Obiettivo 1.
Nel testo su Adam Gopnik, riscrivi il passo che parte da "Nel suo ultimo" e arriva fino a "sua futura moglie.", mettendo "città" al posto di "Grande Mela".

Testo fornito.
“Il lavoro dello scrittore è davvero solitario, e non ha nulla di «donné». Un pittore parte inizialmente da quattro linee, i quattro lati della tela, e ne crea una quinta. Lo scrittore muove dal nulla – fissando l’abisso del linguaggio, dove occorre creare ogni frase e tentare ogni sequenza di parole, per quanto brutta sia – e ci deve trovare l’unica stringa che funzioni, con l’ulteriore tormento che, sebbene a volte le sequenze di suoni possano diventare belle, di per se stesse le parole non lo sono mai come possono esserlo invece le linee…”. Su ilLibraio.it un estratto da “Io, lei, Manhattan” di Adam Gopnik, in cui non mancano riflessioni sulla figura dell’autore e su quella dell’editor

Dal 1986 Adam Gopnik è una delle firme più note del New Yorker. Ha pubblicato diversi libri (in Italia pubblicati da Guanda, tra cui Una casa a New York, Da Parigi alla luna, In principio era la tavola, Il sogno di una vita e L’invenzione dell’inverno) e ha vinto tre volte il National Magazine Award for Essays and for Criticism e il George Polk Award for Magazine Reporting.

Nel suo ultimo libro, l’autobiografico (e imperdibile) Io, lei, Manhattan (traduzione di Isabella C. Blum), protagonisti sono New York, la sua vita culturale, e gli anni ’80. Proprio all’inizio del decennio Gopnik arrivò nella Grande Mela, dal Canada, con la sua futura moglie.

Obiettivo 2.
Trascrivi senza modifiche le righe dei record qui sotto, dall'inizio dei record fino alla riga con "(0, 3), (789, 354)" compresa. Lascia fuori le immagini.

[Annotazioni a riquadro per le foto]
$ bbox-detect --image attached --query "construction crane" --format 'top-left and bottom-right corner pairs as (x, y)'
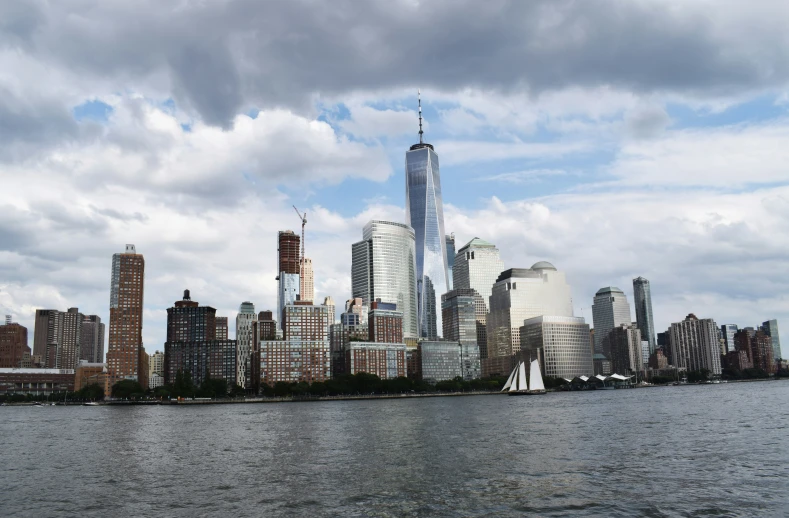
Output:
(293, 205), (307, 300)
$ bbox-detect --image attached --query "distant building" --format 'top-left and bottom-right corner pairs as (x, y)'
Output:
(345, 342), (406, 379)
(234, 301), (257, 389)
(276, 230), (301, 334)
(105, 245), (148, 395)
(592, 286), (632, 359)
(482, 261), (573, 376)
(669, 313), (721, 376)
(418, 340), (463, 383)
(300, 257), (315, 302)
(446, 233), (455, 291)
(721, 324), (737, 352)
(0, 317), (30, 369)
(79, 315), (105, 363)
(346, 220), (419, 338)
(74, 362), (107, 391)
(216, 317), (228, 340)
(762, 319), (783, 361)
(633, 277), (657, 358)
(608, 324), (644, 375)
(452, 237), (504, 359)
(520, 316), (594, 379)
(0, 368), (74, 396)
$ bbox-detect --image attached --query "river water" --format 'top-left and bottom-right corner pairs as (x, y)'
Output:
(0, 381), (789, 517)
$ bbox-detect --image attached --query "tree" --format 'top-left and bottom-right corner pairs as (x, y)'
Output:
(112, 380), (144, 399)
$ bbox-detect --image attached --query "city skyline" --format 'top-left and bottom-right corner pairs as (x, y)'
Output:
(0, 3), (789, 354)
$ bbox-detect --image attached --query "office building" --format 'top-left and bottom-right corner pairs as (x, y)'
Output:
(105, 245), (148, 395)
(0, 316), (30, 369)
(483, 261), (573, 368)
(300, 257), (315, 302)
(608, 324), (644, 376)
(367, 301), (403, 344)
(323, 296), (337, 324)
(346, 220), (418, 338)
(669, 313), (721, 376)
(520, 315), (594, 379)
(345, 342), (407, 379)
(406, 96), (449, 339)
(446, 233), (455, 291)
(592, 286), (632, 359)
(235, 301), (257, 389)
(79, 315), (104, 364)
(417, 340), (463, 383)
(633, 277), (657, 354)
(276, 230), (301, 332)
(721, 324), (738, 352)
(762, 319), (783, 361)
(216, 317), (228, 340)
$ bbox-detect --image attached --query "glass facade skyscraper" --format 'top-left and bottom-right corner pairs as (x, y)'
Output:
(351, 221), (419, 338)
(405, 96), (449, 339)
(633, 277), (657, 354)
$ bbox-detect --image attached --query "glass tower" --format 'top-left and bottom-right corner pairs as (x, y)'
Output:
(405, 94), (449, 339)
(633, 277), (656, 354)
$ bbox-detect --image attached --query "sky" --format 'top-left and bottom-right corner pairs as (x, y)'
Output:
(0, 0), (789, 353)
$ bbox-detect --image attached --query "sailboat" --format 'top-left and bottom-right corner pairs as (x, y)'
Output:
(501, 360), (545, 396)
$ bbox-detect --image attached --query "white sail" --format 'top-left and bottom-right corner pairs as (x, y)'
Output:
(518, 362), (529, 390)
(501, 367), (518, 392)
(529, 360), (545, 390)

Risposta completa 1.
Nel suo ultimo libro, l’autobiografico (e imperdibile) Io, lei, Manhattan (traduzione di Isabella C. Blum), protagonisti sono New York, la sua vita culturale, e gli anni ’80. Proprio all’inizio del decennio Gopnik arrivò nella città, dal Canada, con la sua futura moglie.

Risposta completa 2.
$ bbox-detect --image attached --query "construction crane" --format 'top-left and bottom-right corner pairs as (x, y)'
Output:
(293, 205), (307, 300)
$ bbox-detect --image attached --query "distant building" --format 'top-left and bottom-right corner pairs as (x, y)'
Output:
(345, 342), (406, 379)
(234, 301), (257, 389)
(276, 230), (301, 334)
(105, 245), (148, 395)
(592, 286), (632, 359)
(482, 261), (573, 376)
(669, 313), (721, 376)
(418, 340), (463, 383)
(300, 257), (315, 302)
(446, 233), (455, 291)
(721, 324), (737, 352)
(0, 317), (30, 369)
(79, 315), (105, 363)
(346, 220), (419, 338)
(74, 362), (107, 391)
(216, 317), (228, 340)
(762, 319), (783, 361)
(633, 277), (657, 358)
(608, 324), (644, 375)
(452, 237), (504, 359)
(520, 316), (594, 379)
(0, 368), (74, 396)
$ bbox-detect --image attached --query "river water" --format 'top-left and bottom-right corner pairs as (x, y)'
Output:
(0, 381), (789, 517)
$ bbox-detect --image attached --query "tree" --format 'top-left and bottom-right corner pairs as (x, y)'
Output:
(112, 380), (144, 399)
$ bbox-detect --image attached --query "city skyline" --format 'top-left and bottom-right corner pairs as (x, y)'
Output:
(0, 3), (789, 354)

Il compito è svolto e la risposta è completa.